**** EXERCISE TEXT ****
Specifically, children living within that boundary showed 52.18 milliliters per year lower growth in forced vital capacity (FVC) and 38.7 milliliters per year lower growth in FEV1 than peers who lived farther from the lake. Those two measures capture how much air the lungs can hold and how forcefully they can expel it — indicators that, when suppressed during childhood, tend to stay suppressed.

The research group led by the Keck School of Medicine of USC represents the first attempt to quantitatively assess changes in lung capacity over time in these children. The team, which also included epidemiologists from the University of California, Irvine's Joe C. Wen School of Population and Public Health and community researchers from Comité Civico del Valle in Brawley, tracked higher dust exposure measured in hours per year and found it was linked to lower lung function, with the negative effects most pronounced among children living closest to the lake. In total, roughly 700 children from Imperial Valley communities participated in the longitudinal study.
**** INFORMATION SHOWN ****
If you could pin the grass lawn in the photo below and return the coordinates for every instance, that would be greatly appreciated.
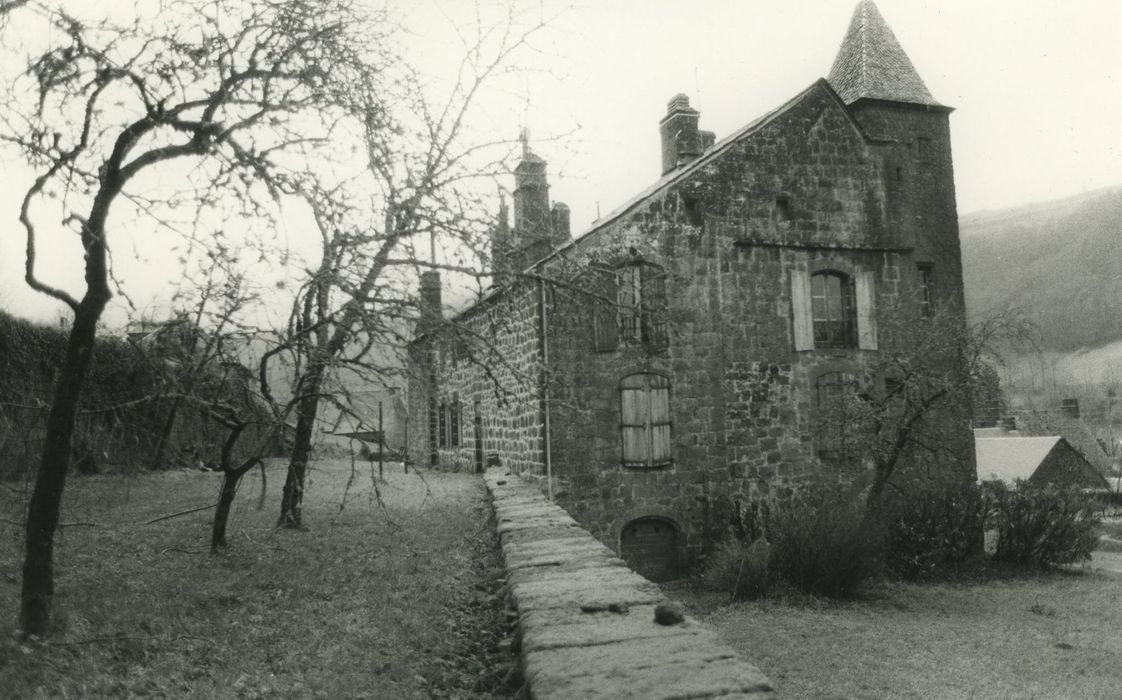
(394, 601)
(1048, 636)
****
Resume the passage on dust exposure and lung growth in Imperial Valley children, continuing after its last sentence.

The severity of what those children are breathing distinguishes this from conventional urban air-quality problems. The authors write that observed effects on lung function "have been greater than what studies find in urban California communities near busy roadways," a comparison that underscores how dramatically the drying lake has recalibrated risk for a rural region.

The Salton Sea, a saline lake near the United States-Mexico border, formed in 1905 when the Colorado River broke through an irrigation canal. Today the lake is shrinking due to drought, heat and water diversions, exposing large areas of dry lakebed that release dust into the air as fine particles. That dust carries the chemical legacy of the valley's agricultural economy: decades of pesticides, fertilizers, heavy metals and concentrated salts that runoff deposited into the basin before the lake began retreating. Wind picks it up and carries it into homes, classrooms and lungs.

Low-income, predominantly Latino neighborhoods face the greatest health risks, and the findings highlight the need for air monitoring and public health interventions. Imperial County already ranks among California's poorest counties, and residents have long faced limited access to specialty health care.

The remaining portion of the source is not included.